** List of tasks **
- A) Copy the passage in the article on gated content from "When the research" to "isn’t going anywhere." word for word.
- B) In the article on gated content, how many out of 10 marketers say that locking content behind forms doesn't work?

** Document **
------------------------

Updated: Apr 2, 2024


gated content vs non gated content

After months of research and writing, many great pieces of content are born but never see the light of day. They are locked behind forms with as little as one field (for email) or many more fields, so that the reader’s information gets routed to appropriate BDR. 9 out of 10 marketers say that this approach doesn’t work. As human beings, we hate forms, so why do we keep putting content behind the forms?


Here are three huge advantages of content that isn’t gated:


  1. Great for SEO

When the research report or a guide is placed on the webpage and optimized for SEO, it will get found and consumed multiple times by multiple visitors. Great content can be producing results for several years before it becomes obsolete. This is a holy grail of any content marketer. 


  1. Great for retargeting

Visitors consuming content can be placed into the retargeting campaign and continue to receive ads reminding them about the website they just visited. Various research confirms that multiple touches are needed across the web and dark social before someone becomes truly educated and engaged. With cookies going away, there will be some new tricks to learn, yet cyberstalking of web visitors isn’t going anywhere.

------------------------

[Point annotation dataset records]
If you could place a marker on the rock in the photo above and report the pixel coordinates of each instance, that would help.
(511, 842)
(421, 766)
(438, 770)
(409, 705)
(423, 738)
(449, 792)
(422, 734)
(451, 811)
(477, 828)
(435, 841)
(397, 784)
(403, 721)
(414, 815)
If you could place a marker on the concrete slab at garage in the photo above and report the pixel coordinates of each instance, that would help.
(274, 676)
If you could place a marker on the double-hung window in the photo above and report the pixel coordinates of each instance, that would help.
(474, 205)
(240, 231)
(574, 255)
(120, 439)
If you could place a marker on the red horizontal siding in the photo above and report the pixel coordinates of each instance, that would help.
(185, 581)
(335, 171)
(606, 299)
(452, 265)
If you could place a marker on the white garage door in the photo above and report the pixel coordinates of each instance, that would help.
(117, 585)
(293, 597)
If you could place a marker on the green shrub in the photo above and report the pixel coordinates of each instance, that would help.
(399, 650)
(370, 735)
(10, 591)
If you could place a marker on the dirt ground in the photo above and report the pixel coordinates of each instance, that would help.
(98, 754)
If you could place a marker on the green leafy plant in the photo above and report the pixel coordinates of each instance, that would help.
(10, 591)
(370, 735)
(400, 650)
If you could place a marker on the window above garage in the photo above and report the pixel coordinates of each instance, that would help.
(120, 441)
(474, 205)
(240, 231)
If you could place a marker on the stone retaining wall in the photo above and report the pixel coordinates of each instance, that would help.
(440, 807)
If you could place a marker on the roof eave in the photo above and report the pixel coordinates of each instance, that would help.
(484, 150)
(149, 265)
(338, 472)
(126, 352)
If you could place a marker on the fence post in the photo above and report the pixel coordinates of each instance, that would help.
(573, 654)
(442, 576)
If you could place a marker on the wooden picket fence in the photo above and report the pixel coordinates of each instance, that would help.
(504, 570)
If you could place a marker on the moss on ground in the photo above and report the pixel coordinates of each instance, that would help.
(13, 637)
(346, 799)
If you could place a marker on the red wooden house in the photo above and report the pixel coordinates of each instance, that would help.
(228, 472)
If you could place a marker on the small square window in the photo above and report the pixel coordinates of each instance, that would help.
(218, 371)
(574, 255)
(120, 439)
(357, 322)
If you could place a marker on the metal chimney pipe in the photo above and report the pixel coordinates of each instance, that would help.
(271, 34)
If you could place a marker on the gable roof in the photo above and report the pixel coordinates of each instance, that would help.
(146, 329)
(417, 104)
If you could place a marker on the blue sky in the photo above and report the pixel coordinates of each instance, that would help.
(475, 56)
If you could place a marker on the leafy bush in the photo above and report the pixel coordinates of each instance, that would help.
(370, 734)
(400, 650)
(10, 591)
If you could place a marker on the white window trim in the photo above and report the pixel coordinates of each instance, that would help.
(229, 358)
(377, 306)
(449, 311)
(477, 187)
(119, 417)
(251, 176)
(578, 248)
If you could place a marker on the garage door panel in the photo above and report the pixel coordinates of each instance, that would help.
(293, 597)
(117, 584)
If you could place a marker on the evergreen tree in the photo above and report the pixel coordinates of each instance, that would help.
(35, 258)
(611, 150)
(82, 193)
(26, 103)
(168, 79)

------------------------

** Answer list **
- A)
When the research report or a guide is placed on the webpage and optimized for SEO, it will get found and consumed multiple times by multiple visitors. Great content can be producing results for several years before it becomes obsolete. This is a holy grail of any content marketer. 


  1. Great for retargeting

Visitors consuming content can be placed into the retargeting campaign and continue to receive ads reminding them about the website they just visited. Various research confirms that multiple touches are needed across the web and dark social before someone becomes truly educated and engaged. With cookies going away, there will be some new tricks to learn, yet cyberstalking of web visitors isn’t going anywhere.

- B) 9 out of 10 marketers.